**WHAT TO DO**.
The line containing "In the photograph above, where can the map" marks where to begin. Write out that line and every line after it exactly, through the last line below.

**RECORDS SUPPLIED**.
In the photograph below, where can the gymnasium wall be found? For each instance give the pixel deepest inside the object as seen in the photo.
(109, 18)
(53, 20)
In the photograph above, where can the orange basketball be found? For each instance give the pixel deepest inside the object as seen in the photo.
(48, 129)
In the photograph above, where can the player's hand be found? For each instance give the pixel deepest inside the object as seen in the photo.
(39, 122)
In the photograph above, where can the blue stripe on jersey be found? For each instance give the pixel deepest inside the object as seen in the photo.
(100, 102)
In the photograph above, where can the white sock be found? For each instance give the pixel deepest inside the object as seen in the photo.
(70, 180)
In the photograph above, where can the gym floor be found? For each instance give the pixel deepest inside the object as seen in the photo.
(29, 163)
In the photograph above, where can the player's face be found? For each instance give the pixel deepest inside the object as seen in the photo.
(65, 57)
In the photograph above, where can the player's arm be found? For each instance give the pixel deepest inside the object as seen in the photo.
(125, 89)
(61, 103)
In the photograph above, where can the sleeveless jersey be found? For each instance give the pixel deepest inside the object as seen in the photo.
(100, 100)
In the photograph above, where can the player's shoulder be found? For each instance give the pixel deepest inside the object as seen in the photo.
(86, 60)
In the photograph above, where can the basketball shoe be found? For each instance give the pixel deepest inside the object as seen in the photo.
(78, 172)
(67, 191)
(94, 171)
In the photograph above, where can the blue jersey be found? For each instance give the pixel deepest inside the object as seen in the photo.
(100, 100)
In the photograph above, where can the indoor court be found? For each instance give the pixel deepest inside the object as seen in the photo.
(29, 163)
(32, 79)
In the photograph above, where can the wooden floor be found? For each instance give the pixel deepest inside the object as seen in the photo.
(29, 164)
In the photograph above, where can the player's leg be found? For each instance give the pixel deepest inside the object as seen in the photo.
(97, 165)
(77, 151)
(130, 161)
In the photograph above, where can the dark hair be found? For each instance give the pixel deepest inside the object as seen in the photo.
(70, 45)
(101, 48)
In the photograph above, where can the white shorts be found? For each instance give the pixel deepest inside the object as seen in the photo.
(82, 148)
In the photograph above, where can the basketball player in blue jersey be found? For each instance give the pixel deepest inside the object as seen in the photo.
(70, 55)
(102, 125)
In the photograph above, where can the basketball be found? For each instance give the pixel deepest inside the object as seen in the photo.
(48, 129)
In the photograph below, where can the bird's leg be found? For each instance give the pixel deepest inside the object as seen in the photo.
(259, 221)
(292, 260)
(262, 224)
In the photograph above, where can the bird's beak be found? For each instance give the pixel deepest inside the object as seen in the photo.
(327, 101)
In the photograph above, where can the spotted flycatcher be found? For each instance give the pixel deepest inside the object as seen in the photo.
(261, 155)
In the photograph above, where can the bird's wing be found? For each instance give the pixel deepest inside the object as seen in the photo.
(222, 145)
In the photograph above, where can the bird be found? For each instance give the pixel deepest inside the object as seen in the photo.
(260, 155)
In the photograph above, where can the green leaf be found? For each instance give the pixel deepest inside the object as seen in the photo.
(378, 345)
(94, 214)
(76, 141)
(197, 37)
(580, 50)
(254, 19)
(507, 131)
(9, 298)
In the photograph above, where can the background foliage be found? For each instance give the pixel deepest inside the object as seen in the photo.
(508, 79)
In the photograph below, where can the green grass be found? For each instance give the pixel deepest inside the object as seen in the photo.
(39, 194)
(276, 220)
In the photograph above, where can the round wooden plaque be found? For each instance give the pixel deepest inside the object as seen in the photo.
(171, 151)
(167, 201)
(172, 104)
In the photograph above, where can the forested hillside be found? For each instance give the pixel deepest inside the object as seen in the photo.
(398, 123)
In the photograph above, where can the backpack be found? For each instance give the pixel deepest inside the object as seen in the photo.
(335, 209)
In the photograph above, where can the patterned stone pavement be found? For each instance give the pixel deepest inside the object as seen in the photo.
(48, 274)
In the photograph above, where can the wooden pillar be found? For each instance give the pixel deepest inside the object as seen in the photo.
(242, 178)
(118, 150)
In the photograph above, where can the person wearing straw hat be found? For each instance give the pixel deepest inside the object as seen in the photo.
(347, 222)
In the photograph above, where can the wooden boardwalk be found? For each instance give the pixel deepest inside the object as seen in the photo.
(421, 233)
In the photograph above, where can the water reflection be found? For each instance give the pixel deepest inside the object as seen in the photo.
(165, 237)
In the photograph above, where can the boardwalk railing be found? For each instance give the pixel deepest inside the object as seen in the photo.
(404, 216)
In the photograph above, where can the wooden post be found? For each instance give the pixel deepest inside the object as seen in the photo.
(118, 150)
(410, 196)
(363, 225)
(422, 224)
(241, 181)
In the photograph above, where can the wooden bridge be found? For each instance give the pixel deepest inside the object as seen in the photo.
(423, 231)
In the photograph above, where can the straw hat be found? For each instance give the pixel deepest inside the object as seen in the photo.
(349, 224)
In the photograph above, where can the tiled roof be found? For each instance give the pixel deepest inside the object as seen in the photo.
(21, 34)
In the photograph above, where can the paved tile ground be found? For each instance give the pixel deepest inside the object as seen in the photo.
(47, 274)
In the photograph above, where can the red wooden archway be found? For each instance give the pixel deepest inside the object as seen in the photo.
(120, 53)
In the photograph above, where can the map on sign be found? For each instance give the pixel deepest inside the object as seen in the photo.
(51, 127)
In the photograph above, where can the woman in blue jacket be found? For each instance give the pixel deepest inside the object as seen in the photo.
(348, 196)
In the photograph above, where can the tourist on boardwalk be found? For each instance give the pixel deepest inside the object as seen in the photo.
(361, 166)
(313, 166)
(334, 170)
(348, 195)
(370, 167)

**WRITTEN ANSWER**.
In the photograph above, where can the map on sign be found? For each instance give the pixel deepest inside the object as seen in the photo.
(51, 127)
In the photograph above, where can the woman in blue jacket be found? For each instance give the pixel deepest inside the object as seen in the photo.
(348, 196)
In the photograph above, where can the tourist on boardwalk be found? For each instance give the pixel deepest inside the object as seen in the photo.
(361, 166)
(313, 166)
(334, 170)
(348, 195)
(370, 167)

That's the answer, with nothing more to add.